* Görev 1:
Film eleştirisinde filmin kusurları olarak belirtilen noktaları madde madde sıralayın.
* Görev 2:
Film eleştirisinden "İnanılmaz Örümcek Adam 2 Film" kısmından "bütün oluşturmaya çalışmış." kısmına kadar olan bölümü aynen aktarın.

* Alıntı metin:
İnanılmaz Örümcek Adam 2 Film Eleştirisi
“İnanılmaz Örümcek Adam 2”, bilimsel konseptlerin anlaşılması güç kavramlarıyla yüklü bir film. Bir kuantum filmi de denilebilir. Film, aynı anda hem eğlenceli hem de çok kötü olabilmeyi başarıyor. Senaryonun çok iyi olduğu söylenemez. Karakterler mantıksızca davranıyor ve sık sık duraklamalarla, hikaye sıkıcı bir hal alıyor. Fakat sıkıcı ve karışık her an için, küçücük bir eğlence patlaması var. Yönetmen Marc Webb, tam olgunlaşmamış fikirleri birarada tutarak bir bütün oluşturmaya çalışmış.

* Sağlanan veriler:

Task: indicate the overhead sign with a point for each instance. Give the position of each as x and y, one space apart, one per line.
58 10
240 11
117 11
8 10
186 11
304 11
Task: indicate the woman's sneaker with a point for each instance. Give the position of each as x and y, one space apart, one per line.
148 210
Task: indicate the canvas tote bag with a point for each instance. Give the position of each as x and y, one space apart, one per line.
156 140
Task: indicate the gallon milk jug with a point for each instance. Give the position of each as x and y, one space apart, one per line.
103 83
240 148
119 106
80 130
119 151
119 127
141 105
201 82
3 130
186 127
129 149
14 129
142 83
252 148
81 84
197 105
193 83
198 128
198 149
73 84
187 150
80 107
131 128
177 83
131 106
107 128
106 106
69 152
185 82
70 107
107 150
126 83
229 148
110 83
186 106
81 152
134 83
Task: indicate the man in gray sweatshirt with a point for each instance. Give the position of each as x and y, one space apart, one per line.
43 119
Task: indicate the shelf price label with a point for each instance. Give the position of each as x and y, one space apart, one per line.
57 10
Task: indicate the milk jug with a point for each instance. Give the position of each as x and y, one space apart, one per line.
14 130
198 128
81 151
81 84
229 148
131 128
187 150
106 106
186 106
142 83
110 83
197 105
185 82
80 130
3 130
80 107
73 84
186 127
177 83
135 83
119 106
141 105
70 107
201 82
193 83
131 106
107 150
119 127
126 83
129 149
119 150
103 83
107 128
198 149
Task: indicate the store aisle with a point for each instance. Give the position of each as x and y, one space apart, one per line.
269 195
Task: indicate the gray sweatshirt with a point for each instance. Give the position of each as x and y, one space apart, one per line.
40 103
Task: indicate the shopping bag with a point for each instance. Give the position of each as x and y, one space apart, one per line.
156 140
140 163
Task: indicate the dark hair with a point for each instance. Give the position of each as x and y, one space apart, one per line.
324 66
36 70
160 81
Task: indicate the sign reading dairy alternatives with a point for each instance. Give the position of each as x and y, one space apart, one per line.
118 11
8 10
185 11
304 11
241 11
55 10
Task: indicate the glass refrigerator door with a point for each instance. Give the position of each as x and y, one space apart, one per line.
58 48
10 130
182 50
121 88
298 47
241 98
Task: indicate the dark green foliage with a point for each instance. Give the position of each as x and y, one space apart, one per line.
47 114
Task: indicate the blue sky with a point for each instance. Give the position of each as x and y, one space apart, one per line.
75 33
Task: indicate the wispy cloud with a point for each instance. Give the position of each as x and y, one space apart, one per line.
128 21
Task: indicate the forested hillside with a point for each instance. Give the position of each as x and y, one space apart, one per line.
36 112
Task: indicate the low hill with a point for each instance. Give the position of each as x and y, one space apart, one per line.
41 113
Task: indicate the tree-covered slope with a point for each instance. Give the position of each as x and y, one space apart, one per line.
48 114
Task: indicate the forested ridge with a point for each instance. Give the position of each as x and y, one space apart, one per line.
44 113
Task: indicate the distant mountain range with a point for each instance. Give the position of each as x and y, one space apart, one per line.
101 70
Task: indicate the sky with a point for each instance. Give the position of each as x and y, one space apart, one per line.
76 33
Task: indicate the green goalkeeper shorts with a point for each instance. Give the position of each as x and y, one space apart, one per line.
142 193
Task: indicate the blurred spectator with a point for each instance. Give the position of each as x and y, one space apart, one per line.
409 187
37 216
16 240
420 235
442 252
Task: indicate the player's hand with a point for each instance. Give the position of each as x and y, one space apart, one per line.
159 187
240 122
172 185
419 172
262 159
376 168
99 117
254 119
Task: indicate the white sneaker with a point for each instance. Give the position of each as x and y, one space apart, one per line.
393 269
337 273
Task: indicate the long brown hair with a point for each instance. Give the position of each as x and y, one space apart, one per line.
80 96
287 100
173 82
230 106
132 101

* Görev yanıtı 1:
- Film çok kötü olabiliyor.
- Senaryonun çok iyi olduğu söylenemez.
- Karakterler mantıksızca davranıyor.
- Sık sık duraklamalarla hikaye sıkıcı bir hal alıyor.
- Filmde sıkıcı ve karışık anlar var.
- Film, tam olgunlaşmamış fikirlerden oluşuyor.

* Görev yanıtı 2:
İnanılmaz Örümcek Adam 2 Film Eleştirisi
“İnanılmaz Örümcek Adam 2”, bilimsel konseptlerin anlaşılması güç kavramlarıyla yüklü bir film. Bir kuantum filmi de denilebilir. Film, aynı anda hem eğlenceli hem de çok kötü olabilmeyi başarıyor. Senaryonun çok iyi olduğu söylenemez. Karakterler mantıksızca davranıyor ve sık sık duraklamalarla, hikaye sıkıcı bir hal alıyor. Fakat sıkıcı ve karışık her an için, küçücük bir eğlence patlaması var. Yönetmen Marc Webb, tam olgunlaşmamış fikirleri birarada tutarak bir bütün oluşturmaya çalışmış.